What the task requires: Write out the passage of the interview on Irish immigrants in America that begins at "In the Five" and ends at "to be made?", word for word.

Document excerpt:

□ □ □ □ □ □ □

I think it was more severe in the case of the Irish because the opportunities for the Protestant Irish were greater, and the contrast--between what they had and what they were in danger of being dragged down to--was greater. The Protestant Irish even invented this designation of "Scotch-Irish," which I think is an American invention [to distinguish the earlier Irish immigrants from the later wave of Catholics]. In Ireland, they were just Irish.

There was plenty of Anglo-American nativism as well. But the Protestant Irish were regarded by the Catholic Irish as their fiercest opponents in America. That may have been a subjective judgment--you always think the people closest to you are the ones who are doing you dirty. But it was remarkable, because the Protestant Irish hadn't taken that position early on. They moved to it.

In the movie, we see African-Americans hanging out with Leonardo DiCaprio's Irish Catholic gang and Daniel Day Lewis's nativists hating Lincoln and abolition. Does that jibe with history?
In the Five Points slum, there was a lot of race-mixing. But the Irish-Catholics became the most virulently anti-abolitionist bloc in the North, because they feared the competition with black labor. They thought abolition was a scheme of the British and the upper-class Protestants to degrade the Irish. Irish Catholics attacked black religious ceremonies, and a black temperance parade. They thought temperance was another Protestant plot. So the blacks are holding an uplifting, "Shun Demon Rum" parade in Philadelphia and they attack it. Even after the war, when they held a parade to honor Abraham Lincoln, the Irish refused to join the parade.

And yet early on at least, no one distinguished much between the poor Irish and poor blacks. When did those distinctions begin to be made?
No one really knows. Segregation doesn't seem to have been born, it just grew. Remember, society wasn't as segregated then, because society wasn't as institutionalized. Today you talk about the schools. Back then, how many people were touched by public schools? Neighborhoods weren't segregated by race, but by class. But by 1820, segregation seemed to have happened.

On the whole it begins to sound like "Gangs of New York" was a lot more sympathetic to Leonardo DiCaprio's gang than a clear-eyed observer would be.
I'd say so. As one of my friends said, the history makes made him proud to be Irish, and ashamed to be Irish-American.

□ □ □ □ □ □ □

Stored data:

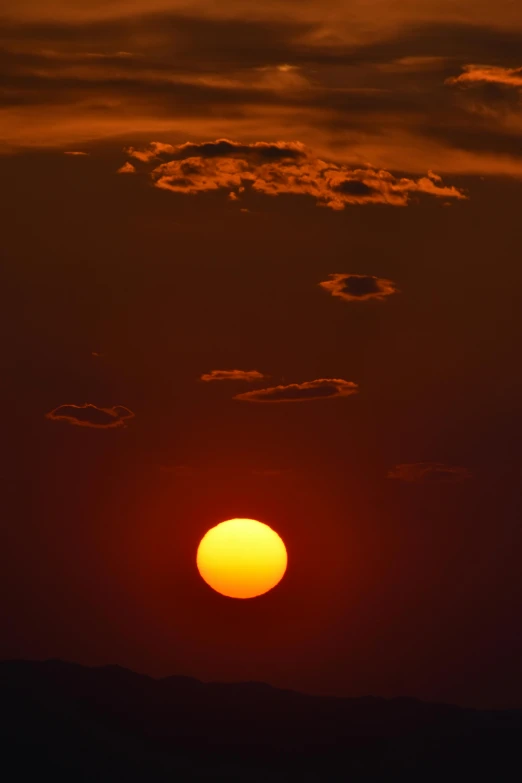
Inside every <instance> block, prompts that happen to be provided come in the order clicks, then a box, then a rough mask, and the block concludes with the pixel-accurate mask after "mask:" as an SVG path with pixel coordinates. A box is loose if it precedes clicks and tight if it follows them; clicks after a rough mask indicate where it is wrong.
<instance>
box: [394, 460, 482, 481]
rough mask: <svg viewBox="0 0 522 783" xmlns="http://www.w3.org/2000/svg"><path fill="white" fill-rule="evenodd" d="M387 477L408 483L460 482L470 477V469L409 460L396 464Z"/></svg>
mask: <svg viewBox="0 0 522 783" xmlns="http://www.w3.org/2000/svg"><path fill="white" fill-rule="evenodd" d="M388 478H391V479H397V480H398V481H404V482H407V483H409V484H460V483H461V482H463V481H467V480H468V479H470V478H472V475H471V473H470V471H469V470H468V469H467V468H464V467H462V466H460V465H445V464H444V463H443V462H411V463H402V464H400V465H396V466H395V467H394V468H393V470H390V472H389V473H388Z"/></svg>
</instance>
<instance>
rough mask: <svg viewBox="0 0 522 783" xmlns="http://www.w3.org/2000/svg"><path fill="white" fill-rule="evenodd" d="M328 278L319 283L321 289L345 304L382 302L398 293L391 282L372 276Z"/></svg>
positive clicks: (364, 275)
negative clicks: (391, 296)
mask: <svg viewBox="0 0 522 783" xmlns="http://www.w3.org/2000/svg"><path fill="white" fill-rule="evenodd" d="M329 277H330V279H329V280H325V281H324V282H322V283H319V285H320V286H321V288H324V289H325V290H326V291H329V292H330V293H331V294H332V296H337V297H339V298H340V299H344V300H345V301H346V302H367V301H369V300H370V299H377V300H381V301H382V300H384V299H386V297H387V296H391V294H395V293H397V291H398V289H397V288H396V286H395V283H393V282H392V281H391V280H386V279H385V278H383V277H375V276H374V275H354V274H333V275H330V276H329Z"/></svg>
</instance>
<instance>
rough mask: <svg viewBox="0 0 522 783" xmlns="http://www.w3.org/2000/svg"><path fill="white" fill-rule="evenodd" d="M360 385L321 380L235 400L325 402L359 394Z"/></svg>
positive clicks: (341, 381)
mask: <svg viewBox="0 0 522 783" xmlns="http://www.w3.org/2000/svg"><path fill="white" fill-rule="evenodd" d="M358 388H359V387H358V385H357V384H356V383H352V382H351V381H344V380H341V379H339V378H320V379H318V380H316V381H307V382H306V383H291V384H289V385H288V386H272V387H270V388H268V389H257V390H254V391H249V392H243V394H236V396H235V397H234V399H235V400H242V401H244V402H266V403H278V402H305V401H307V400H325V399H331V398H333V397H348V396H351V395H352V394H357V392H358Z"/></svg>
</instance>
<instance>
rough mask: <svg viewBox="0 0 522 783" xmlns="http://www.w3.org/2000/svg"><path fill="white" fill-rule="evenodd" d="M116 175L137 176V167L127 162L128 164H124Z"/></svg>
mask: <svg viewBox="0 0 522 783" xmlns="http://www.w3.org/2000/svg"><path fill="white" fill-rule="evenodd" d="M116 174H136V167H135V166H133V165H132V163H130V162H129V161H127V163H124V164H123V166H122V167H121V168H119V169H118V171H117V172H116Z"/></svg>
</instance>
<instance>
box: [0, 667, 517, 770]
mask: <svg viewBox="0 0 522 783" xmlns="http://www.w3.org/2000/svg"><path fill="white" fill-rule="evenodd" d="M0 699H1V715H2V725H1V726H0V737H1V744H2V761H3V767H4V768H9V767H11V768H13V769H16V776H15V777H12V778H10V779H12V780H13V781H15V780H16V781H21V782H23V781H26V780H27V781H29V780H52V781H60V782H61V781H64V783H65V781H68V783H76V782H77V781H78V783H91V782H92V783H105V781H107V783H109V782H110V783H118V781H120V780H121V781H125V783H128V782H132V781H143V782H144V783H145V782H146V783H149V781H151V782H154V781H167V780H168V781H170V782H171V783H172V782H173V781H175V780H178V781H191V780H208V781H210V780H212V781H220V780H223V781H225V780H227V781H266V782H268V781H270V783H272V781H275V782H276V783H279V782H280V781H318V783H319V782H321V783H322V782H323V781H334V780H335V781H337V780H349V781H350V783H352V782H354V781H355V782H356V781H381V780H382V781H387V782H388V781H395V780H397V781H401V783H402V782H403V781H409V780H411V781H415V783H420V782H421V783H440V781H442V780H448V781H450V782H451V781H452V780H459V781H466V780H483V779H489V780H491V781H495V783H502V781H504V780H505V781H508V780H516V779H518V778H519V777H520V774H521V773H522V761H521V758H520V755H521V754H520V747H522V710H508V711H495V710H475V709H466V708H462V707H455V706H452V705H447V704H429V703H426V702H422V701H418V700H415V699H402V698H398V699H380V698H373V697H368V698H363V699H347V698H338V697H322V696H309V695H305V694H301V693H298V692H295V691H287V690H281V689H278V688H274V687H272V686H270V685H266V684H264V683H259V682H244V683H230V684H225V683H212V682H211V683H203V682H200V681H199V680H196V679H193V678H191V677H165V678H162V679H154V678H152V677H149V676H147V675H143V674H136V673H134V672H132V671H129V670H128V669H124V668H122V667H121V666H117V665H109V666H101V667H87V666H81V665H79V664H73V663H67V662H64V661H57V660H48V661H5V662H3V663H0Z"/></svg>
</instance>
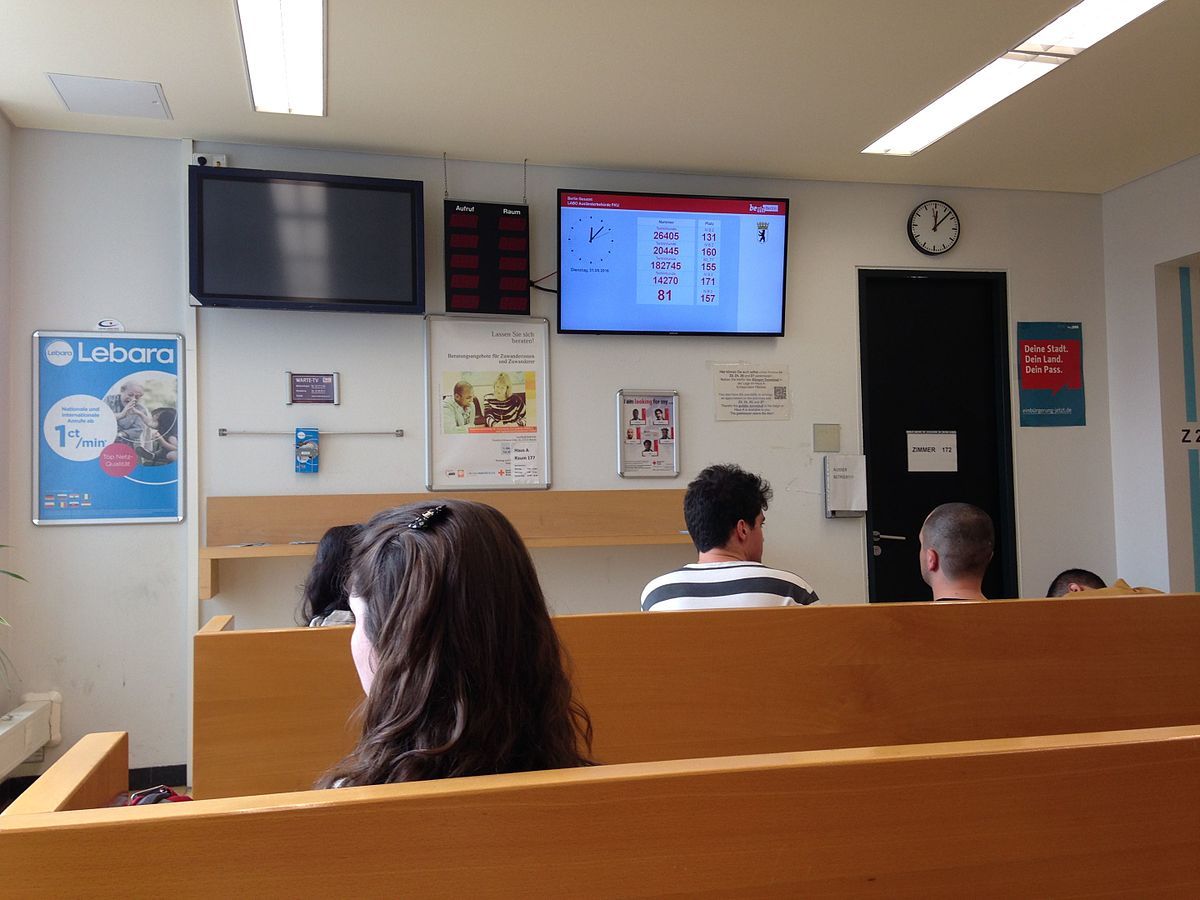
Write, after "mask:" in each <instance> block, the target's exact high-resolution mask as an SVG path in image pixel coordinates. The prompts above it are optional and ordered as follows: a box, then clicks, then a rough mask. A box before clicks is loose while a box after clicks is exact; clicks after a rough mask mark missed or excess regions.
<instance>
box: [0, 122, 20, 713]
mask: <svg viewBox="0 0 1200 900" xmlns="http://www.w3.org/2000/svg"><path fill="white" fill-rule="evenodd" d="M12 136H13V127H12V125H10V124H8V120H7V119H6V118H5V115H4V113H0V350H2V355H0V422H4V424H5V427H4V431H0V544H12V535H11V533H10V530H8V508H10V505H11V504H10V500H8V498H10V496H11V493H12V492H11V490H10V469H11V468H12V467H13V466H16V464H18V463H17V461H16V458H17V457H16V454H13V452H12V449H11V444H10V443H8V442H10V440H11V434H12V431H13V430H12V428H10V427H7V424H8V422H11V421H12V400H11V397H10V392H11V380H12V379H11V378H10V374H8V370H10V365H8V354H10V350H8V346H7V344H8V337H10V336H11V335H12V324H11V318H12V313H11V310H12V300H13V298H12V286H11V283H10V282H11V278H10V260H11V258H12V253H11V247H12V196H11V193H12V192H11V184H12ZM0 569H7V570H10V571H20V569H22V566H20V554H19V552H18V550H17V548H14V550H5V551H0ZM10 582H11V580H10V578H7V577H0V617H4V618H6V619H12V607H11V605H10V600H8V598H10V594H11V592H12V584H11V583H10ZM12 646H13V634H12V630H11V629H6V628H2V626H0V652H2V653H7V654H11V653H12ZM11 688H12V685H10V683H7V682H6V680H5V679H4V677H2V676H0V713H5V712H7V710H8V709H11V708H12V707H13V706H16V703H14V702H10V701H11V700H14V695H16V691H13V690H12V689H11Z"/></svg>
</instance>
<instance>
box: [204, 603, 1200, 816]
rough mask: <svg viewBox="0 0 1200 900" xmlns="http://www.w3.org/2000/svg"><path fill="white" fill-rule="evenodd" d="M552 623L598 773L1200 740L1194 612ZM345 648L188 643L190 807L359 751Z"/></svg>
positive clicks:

□ □ □ □ □ □ □

Response to this task:
In the Five Points slum, there was a lot of race-mixing. But the Irish-Catholics became the most virulently anti-abolitionist bloc in the North, because they feared the competition with black labor. They thought abolition was a scheme of the British and the upper-class Protestants to degrade the Irish. Irish Catholics attacked black religious ceremonies, and a black temperance parade. They thought temperance was another Protestant plot. So the blacks are holding an uplifting, "Shun Demon Rum" parade in Philadelphia and they attack it. Even after the war, when they held a parade to honor Abraham Lincoln, the Irish refused to join the parade.

And yet early on at least, no one distinguished much between the poor Irish and poor blacks. When did those distinctions begin to be made?